* BEGIN *
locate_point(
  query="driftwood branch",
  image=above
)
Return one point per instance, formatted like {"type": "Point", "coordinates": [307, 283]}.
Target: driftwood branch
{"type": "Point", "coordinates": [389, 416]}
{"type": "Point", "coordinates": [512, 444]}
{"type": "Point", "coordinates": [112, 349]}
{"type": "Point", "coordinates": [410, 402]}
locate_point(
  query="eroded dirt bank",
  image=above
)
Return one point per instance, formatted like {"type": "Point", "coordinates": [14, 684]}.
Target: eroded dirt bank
* END *
* BEGIN *
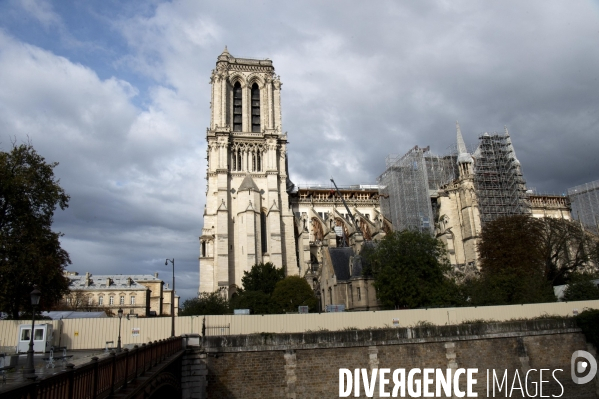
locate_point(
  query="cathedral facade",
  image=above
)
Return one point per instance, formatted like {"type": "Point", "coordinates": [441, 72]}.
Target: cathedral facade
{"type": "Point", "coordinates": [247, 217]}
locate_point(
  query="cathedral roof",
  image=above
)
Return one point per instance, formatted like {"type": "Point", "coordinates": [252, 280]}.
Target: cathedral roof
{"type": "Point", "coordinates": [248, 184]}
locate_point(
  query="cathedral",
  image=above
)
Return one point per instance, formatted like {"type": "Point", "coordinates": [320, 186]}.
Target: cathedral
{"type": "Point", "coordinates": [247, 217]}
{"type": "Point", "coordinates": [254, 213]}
* END *
* BEGIN *
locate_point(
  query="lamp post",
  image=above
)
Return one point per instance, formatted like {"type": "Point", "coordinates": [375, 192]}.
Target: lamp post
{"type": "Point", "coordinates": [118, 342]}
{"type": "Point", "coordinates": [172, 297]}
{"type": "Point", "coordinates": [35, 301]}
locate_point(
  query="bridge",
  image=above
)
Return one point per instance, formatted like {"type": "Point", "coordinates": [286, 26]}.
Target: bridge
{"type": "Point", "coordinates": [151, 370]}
* END *
-- Job --
Tally the lines in the rows above that contain the string "cathedral", and give only that number.

-- Result --
6